DATA FOR THIS TASK:

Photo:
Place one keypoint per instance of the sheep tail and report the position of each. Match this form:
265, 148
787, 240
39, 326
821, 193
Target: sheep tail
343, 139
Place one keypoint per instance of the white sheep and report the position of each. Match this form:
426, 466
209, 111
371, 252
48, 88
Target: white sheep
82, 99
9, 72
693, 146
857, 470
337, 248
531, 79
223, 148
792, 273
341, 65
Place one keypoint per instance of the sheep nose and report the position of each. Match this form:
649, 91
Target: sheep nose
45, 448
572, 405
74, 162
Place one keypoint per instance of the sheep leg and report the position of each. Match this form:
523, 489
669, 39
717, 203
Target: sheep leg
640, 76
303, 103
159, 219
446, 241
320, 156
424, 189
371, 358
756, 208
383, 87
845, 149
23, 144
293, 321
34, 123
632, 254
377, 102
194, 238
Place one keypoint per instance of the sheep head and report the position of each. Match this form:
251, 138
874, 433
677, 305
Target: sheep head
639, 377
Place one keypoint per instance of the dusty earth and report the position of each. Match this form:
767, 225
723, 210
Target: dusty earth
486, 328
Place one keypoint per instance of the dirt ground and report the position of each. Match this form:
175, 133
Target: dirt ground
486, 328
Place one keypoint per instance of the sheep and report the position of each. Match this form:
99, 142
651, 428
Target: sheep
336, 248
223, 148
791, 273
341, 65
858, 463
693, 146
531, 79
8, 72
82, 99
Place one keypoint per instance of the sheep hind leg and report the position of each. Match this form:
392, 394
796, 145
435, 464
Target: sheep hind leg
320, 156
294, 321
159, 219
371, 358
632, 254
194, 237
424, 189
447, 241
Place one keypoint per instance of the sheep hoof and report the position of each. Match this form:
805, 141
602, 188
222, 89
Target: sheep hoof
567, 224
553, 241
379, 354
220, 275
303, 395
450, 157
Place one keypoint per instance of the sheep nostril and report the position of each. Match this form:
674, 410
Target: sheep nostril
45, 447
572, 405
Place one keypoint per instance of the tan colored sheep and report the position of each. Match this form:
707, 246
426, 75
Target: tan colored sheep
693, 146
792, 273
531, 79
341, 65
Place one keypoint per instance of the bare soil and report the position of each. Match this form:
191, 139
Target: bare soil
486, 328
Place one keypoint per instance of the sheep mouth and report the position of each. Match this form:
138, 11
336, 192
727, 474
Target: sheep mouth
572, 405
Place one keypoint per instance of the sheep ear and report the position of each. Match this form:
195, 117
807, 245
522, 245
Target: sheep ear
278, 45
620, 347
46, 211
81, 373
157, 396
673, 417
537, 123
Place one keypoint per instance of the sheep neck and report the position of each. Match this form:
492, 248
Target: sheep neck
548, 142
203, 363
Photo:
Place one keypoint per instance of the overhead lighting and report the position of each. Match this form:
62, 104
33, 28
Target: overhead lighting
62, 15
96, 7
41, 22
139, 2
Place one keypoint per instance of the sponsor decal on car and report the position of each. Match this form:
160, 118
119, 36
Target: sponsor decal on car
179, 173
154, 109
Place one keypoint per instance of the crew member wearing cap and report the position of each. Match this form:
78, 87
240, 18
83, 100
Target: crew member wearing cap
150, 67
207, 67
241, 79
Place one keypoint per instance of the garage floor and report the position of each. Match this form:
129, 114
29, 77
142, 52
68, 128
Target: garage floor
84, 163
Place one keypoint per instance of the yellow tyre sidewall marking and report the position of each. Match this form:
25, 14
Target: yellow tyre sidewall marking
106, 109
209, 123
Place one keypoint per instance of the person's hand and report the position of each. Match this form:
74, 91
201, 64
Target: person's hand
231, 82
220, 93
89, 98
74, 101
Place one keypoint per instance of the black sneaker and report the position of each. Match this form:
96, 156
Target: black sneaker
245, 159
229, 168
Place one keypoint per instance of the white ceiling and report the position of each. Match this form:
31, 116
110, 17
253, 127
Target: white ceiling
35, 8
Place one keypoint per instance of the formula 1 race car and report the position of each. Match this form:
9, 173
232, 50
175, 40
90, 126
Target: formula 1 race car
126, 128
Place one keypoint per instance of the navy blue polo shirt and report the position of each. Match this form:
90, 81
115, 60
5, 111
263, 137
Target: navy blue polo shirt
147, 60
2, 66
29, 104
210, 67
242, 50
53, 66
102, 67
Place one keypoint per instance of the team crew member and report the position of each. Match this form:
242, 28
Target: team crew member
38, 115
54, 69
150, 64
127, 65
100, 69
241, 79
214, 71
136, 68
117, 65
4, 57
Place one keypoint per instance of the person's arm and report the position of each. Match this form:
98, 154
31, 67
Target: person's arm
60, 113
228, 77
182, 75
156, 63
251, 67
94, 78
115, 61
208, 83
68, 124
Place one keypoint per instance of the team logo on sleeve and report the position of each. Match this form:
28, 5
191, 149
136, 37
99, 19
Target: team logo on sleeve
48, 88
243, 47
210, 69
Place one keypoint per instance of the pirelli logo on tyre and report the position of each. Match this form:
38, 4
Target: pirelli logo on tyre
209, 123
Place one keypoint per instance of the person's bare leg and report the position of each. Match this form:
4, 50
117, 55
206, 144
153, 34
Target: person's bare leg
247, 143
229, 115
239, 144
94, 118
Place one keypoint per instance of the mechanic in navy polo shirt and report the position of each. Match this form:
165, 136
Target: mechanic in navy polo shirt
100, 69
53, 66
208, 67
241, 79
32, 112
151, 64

TO DO: Each record above needs to be transcribed word for word.

EXERCISE OUTPUT:
Photo:
Place one keypoint per instance of the sheep tail and report the position of each. Match this form:
265, 148
787, 240
39, 326
821, 193
Target: sheep tail
343, 139
Place one keypoint per instance of the white sheep and report the position of each. Match this form:
426, 466
209, 111
371, 252
48, 88
Target: white sheep
82, 99
9, 72
693, 146
857, 470
337, 248
531, 79
223, 148
792, 273
341, 65
Place one keypoint per instance of the sheep nose and report the position of each. Match this form:
649, 91
Target: sheep nose
45, 448
572, 405
74, 162
Place one keypoint per instance of the sheep leg and report the position of each. Match this form:
523, 489
669, 39
717, 203
Target: sheep leg
640, 76
303, 103
159, 219
446, 241
320, 156
424, 189
371, 358
756, 208
383, 87
845, 149
23, 144
293, 321
34, 123
632, 254
377, 102
194, 238
Place one keypoint per instance of the sheep head and report the position of each. Match this form:
251, 138
874, 433
677, 305
Target: sheep head
639, 377
Place one keypoint per instance of the dusty earth and report the position of each. Match this form:
767, 225
723, 210
Target: dusty earth
486, 328
Place one keypoint per instance of the dirt ground and report the position of each. Match this form:
175, 133
Target: dirt ground
486, 328
Place one keypoint per instance of the sheep and report the position of each. Match this form:
99, 142
651, 428
Target: sheep
336, 248
223, 148
791, 273
341, 65
858, 463
693, 146
531, 79
8, 72
82, 99
Place one keypoint per instance of the sheep hind leg and report the position of each. Match this form:
392, 394
796, 145
435, 464
Target: sheep hind leg
320, 156
294, 321
159, 219
371, 358
632, 254
194, 237
424, 189
447, 241
Place one keypoint per instance of the sheep hoof and report the position of each. Match this form:
805, 141
602, 188
222, 89
Target: sheep hoof
567, 224
553, 241
379, 354
220, 275
303, 395
450, 157
Place one keypoint per instance of the sheep nostril and report the position of each. Match this form:
674, 410
Target: sheep nostril
45, 447
572, 405
Place one keypoint per instance of the tan colored sheep and report the position of each. Match this form:
707, 246
426, 75
Target: tan colored sheep
693, 146
792, 273
531, 79
341, 65
Place one keypoint per instance of the bare soil and report the position of each. Match this form:
191, 139
Target: bare soil
486, 328
Place one keypoint per instance of the sheep mouth and report the position of each. Match this form:
138, 11
336, 192
727, 474
Target: sheep mouth
572, 405
Place one keypoint per instance of the sheep ear and report the position of each. Match this form:
195, 117
807, 245
522, 245
Target: sheep ear
278, 45
620, 347
46, 211
81, 373
157, 396
673, 417
537, 123
Place one keypoint per instance of the sheep neck and report the position of each. Match this form:
492, 248
Target: sheep neck
548, 142
203, 363
Photo:
Place one keypoint per instance of the overhead lighting and report the position of each. Match this form:
62, 104
33, 28
Target: overhead lighting
62, 15
96, 7
41, 22
139, 2
Place one keypoint per instance of the sponsor decal on car and report the position of each. Match this form:
160, 118
119, 36
Target: sponsor decal on car
179, 173
154, 109
Place one keypoint per instance of the crew member wearing cap and report the position of each. Match this form:
78, 87
240, 18
83, 100
Target: crew member wearing cap
150, 67
207, 67
241, 79
Place one keypoint per instance of the garage floor and report the position of each. Match this form:
129, 114
29, 77
142, 52
68, 128
Target: garage floor
84, 163
Place one keypoint per instance of the yellow tyre sidewall marking and report the position of each. Match this form:
25, 14
Target: yellow tyre sidewall marking
106, 109
209, 123
Place one keypoint per instance of the person's hand and report the position of each. Match this form:
74, 91
201, 64
Target: person's hand
231, 82
220, 93
89, 98
74, 101
Place one keypoint per instance of the black sneaker and report the position of each. Match this form:
96, 156
Target: black sneaker
245, 159
229, 168
Place one keypoint per instance of the white ceiling and report the position of each. Match this form:
31, 116
110, 17
253, 127
Target: white ceiling
35, 8
Place one keypoint per instance of the formula 1 race car and report the position of each. Match this form:
9, 173
232, 50
175, 40
90, 126
Target: formula 1 race car
126, 128
Place one keypoint per instance of the navy blue polo shirt and report the position of each. Match this form:
90, 81
115, 60
5, 111
263, 137
Target: navy blue polo shirt
147, 60
2, 66
29, 104
210, 67
242, 50
53, 66
102, 67
Place one keypoint per instance of the team crew member and report the position of each. Match this form:
242, 28
Target: team crew member
38, 115
54, 69
150, 64
127, 65
100, 69
241, 79
214, 71
136, 68
117, 65
4, 57
Place one keypoint per instance of the person's arm and report the position of each. Match this form:
98, 154
31, 67
Target: person's arm
60, 113
228, 77
182, 75
156, 63
251, 67
94, 78
115, 61
208, 83
68, 124
Place one keypoint per instance of the team logo on sleeve and report the position of each. Match this form:
28, 5
191, 149
136, 37
99, 19
Target: team logo on sleeve
48, 88
243, 47
210, 69
Place one keypoint per instance of the pirelli logo on tyre and report the position of each. Match this form:
38, 4
Target: pirelli logo on tyre
209, 123
Place one keypoint per instance of the person's bare leg and report the position of each. Match this form:
4, 50
117, 55
206, 144
153, 34
Target: person's bare leg
247, 143
229, 115
239, 144
94, 118
Place one keypoint per instance of the mechanic in navy polo shirt and report the position of each. Match this form:
165, 136
Target: mechanic in navy polo shirt
100, 69
53, 66
208, 67
241, 79
32, 112
151, 64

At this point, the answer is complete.